------ Records for processing ------
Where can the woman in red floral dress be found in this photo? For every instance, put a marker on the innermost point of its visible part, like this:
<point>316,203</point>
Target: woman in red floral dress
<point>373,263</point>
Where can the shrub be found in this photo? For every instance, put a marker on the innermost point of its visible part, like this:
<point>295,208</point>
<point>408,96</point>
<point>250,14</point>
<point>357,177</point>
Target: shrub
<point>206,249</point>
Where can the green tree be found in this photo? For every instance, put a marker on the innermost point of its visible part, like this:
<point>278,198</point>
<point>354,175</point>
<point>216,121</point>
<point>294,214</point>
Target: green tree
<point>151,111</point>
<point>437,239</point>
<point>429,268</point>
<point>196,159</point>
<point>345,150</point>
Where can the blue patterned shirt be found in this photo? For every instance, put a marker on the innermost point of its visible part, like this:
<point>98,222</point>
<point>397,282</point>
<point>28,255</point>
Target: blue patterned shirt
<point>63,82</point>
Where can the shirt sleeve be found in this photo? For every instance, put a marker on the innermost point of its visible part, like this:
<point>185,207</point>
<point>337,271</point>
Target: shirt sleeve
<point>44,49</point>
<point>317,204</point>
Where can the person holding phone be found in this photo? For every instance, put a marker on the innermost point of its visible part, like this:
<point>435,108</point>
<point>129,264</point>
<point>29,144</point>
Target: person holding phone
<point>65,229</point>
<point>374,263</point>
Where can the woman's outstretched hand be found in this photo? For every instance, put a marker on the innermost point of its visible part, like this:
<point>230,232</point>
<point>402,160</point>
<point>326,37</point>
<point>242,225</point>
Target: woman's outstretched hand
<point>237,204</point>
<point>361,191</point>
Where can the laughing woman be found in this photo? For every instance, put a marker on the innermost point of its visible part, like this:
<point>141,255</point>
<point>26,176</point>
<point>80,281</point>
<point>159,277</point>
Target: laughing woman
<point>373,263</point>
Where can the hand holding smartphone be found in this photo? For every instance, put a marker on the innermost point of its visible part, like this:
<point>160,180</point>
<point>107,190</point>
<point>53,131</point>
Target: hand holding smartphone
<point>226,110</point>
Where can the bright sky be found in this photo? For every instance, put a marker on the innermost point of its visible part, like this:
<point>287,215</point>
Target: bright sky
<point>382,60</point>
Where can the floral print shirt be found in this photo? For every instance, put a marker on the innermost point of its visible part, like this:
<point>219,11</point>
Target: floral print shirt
------
[Exercise brief]: All the entries above are to be transcribed without any alteration.

[Solution below]:
Where can the woman in red floral dress be found in this photo? For every instance, put a marker on the innermost point of its visible part, like this:
<point>316,203</point>
Target: woman in red floral dress
<point>373,263</point>
Where can the shrub be found in this photo? For every instance, put a marker on the innermost point of its visible part, like this:
<point>295,208</point>
<point>408,96</point>
<point>250,14</point>
<point>357,177</point>
Target: shrub
<point>206,249</point>
Where can the green tree be found in this photo? For every instance, put a marker on the innermost point of its visible part, like this:
<point>278,198</point>
<point>354,175</point>
<point>216,121</point>
<point>294,214</point>
Target: green tree
<point>151,111</point>
<point>437,239</point>
<point>429,268</point>
<point>196,159</point>
<point>345,150</point>
Where can the blue patterned shirt be found in this photo? For every instance, put a marker on the innermost point of its visible part, like this:
<point>98,222</point>
<point>397,282</point>
<point>28,255</point>
Target: blue patterned shirt
<point>63,82</point>
Where can the shirt sleeve be found in this photo? For every instance, put a marker on the innermost point of its visible part, like this:
<point>185,207</point>
<point>337,271</point>
Target: shirt sleeve
<point>44,49</point>
<point>317,204</point>
Where can the person holding phone be found in this photo? For every instance, put a marker on the innermost point of its visible part, like this:
<point>435,108</point>
<point>129,264</point>
<point>29,144</point>
Target: person holding phone
<point>65,229</point>
<point>374,263</point>
Where can the woman's outstretched hand be found in this photo? For every instance, put a marker on the innermost point of its visible part, like this:
<point>230,232</point>
<point>402,160</point>
<point>326,37</point>
<point>242,225</point>
Target: woman's outstretched hand
<point>237,204</point>
<point>361,191</point>
Where can the laughing woman be found in this photo? For every instance, put a marker on the innermost point of its visible part, like this:
<point>141,255</point>
<point>26,176</point>
<point>80,281</point>
<point>159,277</point>
Target: laughing woman
<point>373,263</point>
Where can the hand holding smartphone be found in this photo? For every instance, put a marker on the innermost point of its visible part, like this:
<point>160,180</point>
<point>107,190</point>
<point>53,131</point>
Target: hand holding smartphone
<point>226,110</point>
Where can the bright sky be found in this photo? For every instance, put a marker on the innermost point of its visible part, like this:
<point>287,215</point>
Target: bright sky
<point>382,60</point>
Where can the floral print shirt be found in this photo? For every instance, put a marker on the innermost point of its visible part, like this:
<point>219,11</point>
Target: floral print shirt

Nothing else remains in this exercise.